Tolong salin kembali bagian teks tentang cinta rindu di bawah yang dibuka dengan kata "Pangkal kehidupan batin" dan ditutup dengan "keinginan pada Kekasihnya.", lalu ganti setiap "sufi" dengan "ahli tasawuf".

### DOKUMEN SUMBER:
○ ○ ○ ○

Pangkal kehidupan batin seorang sufi adalah cinta rindu dan cinta zat Allah yang emosional murni (‘athifi). Yakni cinta emosional yang menggerakan rasa rindu untuk bertemu muka sang kekasih. Karena wujudnya cinta rindu maka tujuan idealnya bukan hanya takwa dan taat. 

Cinta rindu yang dikembangkan oleh para sufi ini semula memang berwujud maqam akan tetapi setelah mendalam menjadi mabuk cinta (sakar) meningkat jadi hal (state). Oleh karena itu dalam Risalah Qusyairiyah dinukilkan berbagai ungkapan para sufi tentang hakikat cinta rindu ini. Misalnya Al-Syibli mengatakan :

سميت المحبه محبه لأنها تمحو من القلب ما سوى المحبون 
Al-mahabbah itu dinamakan mahabbatan lantaran melenyapkan dari hati apa saja yang bukan Tuhan. 

المحبه نا ر فى القلب تحرك ما سوى مرا د المحبون
Cinta itu laksan api didalam hati yang menghanguskan apa saja selain keinginan pada Kekasihnya.

○ ○ ○ ○

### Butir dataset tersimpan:
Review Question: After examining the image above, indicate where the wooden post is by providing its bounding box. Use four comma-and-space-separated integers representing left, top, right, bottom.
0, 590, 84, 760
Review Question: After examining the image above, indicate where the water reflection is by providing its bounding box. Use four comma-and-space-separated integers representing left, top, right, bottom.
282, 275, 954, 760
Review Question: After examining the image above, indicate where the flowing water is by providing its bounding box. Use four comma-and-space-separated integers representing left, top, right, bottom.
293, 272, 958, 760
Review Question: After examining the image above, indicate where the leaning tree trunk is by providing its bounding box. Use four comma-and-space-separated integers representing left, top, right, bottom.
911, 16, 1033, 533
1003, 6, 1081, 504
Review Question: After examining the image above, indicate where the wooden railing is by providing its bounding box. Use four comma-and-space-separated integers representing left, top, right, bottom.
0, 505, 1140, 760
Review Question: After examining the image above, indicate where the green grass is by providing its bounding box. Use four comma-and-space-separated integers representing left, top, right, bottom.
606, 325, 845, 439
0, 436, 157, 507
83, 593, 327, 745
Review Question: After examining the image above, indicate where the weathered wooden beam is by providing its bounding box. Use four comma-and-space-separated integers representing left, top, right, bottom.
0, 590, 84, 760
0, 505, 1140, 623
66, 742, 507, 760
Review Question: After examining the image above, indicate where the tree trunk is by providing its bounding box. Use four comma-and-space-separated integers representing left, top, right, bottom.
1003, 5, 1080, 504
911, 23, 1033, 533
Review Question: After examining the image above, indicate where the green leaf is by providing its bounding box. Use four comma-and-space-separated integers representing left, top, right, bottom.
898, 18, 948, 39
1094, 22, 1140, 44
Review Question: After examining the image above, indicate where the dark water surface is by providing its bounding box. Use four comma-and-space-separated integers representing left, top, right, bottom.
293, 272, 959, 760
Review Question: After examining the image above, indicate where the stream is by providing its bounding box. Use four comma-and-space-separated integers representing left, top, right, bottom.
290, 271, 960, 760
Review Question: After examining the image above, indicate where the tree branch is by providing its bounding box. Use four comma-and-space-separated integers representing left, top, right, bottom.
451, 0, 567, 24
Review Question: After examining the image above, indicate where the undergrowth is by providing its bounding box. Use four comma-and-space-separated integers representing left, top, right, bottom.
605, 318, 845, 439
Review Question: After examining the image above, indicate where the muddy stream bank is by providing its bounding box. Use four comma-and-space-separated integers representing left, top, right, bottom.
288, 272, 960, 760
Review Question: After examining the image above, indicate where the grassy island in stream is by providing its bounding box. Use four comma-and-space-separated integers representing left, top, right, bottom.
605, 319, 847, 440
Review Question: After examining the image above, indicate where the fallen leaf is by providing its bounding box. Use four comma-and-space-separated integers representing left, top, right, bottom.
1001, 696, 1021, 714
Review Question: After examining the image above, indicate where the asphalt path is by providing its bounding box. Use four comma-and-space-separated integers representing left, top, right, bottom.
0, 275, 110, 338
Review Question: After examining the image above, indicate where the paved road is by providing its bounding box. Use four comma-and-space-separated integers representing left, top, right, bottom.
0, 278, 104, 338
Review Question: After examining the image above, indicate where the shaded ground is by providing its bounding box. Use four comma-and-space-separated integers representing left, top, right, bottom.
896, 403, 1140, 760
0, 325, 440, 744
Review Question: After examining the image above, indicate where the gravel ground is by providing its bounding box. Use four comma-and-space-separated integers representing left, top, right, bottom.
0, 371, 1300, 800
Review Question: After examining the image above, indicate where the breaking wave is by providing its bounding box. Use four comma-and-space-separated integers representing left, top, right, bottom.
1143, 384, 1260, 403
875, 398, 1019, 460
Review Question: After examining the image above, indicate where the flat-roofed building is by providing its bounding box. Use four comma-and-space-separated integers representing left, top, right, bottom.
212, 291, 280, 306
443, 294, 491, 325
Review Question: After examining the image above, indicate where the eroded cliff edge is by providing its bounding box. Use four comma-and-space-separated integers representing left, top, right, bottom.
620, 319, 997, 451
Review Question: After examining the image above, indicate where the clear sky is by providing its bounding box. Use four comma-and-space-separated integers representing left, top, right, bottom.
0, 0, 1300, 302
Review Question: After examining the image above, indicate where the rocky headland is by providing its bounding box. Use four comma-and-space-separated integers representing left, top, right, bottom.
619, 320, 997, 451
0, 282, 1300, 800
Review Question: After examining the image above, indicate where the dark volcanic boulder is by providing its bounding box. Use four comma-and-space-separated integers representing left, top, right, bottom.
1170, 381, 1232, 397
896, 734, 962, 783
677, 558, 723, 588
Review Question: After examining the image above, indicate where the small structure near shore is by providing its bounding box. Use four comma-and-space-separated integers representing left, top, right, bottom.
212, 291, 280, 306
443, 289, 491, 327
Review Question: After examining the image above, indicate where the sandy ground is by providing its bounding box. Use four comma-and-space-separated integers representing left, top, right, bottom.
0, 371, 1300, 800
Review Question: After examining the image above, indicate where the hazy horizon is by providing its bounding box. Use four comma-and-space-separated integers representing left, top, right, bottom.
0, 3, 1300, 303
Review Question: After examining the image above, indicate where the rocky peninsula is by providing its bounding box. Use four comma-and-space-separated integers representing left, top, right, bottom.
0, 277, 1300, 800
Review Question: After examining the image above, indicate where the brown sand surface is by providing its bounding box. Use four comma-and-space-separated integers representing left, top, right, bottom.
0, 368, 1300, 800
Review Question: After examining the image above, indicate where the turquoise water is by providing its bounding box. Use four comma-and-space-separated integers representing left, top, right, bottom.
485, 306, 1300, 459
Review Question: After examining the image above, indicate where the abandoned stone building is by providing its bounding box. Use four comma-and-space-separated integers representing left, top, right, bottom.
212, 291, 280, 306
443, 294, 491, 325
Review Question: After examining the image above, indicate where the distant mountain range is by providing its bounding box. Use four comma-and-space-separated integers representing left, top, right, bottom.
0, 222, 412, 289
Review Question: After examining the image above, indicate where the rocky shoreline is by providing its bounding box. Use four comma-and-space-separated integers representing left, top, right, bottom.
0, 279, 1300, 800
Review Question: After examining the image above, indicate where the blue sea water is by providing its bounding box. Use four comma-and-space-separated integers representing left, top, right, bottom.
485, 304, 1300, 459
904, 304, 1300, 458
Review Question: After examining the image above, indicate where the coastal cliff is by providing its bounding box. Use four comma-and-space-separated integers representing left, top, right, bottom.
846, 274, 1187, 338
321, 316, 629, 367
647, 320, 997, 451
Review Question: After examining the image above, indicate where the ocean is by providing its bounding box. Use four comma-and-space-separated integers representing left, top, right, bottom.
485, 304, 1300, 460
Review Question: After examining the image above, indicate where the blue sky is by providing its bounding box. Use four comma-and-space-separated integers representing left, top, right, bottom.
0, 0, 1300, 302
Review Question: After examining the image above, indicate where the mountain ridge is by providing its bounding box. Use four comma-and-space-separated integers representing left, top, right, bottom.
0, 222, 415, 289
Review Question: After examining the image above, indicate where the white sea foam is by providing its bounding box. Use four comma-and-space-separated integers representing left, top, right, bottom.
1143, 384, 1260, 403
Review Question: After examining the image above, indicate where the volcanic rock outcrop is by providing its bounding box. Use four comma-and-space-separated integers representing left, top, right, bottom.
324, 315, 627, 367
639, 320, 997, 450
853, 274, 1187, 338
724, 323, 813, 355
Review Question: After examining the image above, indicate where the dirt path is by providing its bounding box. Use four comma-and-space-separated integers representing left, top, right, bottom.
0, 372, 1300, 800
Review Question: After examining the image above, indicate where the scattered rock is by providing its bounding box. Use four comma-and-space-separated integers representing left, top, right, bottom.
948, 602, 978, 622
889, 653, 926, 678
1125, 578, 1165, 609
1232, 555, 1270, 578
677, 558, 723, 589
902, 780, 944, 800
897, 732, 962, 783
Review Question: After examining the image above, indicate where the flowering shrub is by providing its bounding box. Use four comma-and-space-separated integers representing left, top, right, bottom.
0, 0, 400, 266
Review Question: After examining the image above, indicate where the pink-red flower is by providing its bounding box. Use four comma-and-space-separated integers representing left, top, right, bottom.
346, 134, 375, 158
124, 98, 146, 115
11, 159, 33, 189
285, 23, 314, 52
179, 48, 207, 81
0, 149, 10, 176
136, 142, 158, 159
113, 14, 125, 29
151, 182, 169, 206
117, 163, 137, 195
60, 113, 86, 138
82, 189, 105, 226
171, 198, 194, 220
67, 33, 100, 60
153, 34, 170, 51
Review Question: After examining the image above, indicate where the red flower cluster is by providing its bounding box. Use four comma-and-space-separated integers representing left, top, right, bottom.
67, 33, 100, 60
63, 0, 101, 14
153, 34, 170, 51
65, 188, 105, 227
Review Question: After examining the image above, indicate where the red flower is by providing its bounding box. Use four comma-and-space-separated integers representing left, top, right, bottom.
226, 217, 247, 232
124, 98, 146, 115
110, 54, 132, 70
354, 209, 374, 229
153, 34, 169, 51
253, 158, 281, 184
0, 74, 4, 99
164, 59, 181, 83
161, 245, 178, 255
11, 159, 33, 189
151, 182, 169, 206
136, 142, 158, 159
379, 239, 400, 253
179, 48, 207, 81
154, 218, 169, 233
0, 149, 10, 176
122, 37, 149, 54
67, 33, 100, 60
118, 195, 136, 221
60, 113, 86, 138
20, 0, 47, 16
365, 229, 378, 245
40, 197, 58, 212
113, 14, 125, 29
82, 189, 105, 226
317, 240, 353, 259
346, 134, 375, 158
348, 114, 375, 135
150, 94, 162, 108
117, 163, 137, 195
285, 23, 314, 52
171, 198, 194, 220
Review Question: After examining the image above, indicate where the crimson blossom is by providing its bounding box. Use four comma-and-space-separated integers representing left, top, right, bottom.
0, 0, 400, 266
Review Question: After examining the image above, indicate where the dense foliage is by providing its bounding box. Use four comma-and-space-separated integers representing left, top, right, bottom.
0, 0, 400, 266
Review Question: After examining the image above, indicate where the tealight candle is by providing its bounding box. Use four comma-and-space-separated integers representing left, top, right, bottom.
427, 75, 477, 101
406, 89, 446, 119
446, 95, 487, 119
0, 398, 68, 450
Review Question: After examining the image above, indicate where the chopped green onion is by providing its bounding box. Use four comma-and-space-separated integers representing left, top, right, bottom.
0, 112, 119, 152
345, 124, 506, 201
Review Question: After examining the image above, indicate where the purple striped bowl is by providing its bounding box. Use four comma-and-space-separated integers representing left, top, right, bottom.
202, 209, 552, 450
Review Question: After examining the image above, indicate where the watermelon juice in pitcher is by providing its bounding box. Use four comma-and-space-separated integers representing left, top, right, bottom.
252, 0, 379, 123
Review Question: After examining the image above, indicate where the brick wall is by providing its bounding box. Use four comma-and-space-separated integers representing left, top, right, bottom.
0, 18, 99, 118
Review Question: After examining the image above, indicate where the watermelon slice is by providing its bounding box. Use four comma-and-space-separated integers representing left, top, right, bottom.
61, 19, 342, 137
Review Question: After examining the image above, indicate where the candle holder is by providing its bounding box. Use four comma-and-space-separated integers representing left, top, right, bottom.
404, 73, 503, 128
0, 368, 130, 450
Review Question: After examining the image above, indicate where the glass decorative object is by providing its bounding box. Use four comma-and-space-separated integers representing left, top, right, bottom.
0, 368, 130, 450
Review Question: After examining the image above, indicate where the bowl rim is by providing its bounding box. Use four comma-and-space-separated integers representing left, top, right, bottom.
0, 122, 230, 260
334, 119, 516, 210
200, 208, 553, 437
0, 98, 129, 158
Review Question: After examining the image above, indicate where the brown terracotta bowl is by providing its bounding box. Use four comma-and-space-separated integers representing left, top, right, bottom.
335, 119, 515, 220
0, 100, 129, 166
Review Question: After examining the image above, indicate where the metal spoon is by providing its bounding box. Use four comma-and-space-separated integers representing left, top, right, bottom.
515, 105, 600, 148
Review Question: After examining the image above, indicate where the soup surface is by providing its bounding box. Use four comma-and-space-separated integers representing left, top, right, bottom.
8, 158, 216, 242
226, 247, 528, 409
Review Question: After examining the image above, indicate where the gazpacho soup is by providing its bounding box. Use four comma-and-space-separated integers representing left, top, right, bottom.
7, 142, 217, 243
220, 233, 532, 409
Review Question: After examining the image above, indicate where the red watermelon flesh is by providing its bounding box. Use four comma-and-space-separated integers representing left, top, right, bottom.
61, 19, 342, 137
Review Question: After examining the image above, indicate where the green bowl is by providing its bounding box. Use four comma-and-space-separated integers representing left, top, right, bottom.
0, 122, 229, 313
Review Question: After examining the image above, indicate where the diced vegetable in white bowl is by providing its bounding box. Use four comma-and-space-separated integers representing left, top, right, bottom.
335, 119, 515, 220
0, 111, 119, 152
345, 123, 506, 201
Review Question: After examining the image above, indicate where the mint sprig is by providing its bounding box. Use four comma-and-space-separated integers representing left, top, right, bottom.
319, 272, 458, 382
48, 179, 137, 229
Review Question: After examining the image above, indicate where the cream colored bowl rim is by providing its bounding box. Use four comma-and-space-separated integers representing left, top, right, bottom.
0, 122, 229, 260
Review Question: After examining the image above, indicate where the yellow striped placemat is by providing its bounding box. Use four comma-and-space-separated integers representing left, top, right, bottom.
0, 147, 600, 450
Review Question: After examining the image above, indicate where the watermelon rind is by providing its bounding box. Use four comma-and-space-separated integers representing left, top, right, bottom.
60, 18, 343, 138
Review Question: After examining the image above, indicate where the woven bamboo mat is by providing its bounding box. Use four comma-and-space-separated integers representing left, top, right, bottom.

○ ○ ○ ○

### KELUARAN YANG DIHARAPKAN:
Pangkal kehidupan batin seorang ahli tasawuf adalah cinta rindu dan cinta zat Allah yang emosional murni (‘athifi). Yakni cinta emosional yang menggerakan rasa rindu untuk bertemu muka sang kekasih. Karena wujudnya cinta rindu maka tujuan idealnya bukan hanya takwa dan taat. 

Cinta rindu yang dikembangkan oleh para ahli tasawuf ini semula memang berwujud maqam akan tetapi setelah mendalam menjadi mabuk cinta (sakar) meningkat jadi hal (state). Oleh karena itu dalam Risalah Qusyairiyah dinukilkan berbagai ungkapan para ahli tasawuf tentang hakikat cinta rindu ini. Misalnya Al-Syibli mengatakan :

سميت المحبه محبه لأنها تمحو من القلب ما سوى المحبون 
Al-mahabbah itu dinamakan mahabbatan lantaran melenyapkan dari hati apa saja yang bukan Tuhan. 

المحبه نا ر فى القلب تحرك ما سوى مرا د المحبون
Cinta itu laksan api didalam hati yang menghanguskan apa saja selain keinginan pada Kekasihnya.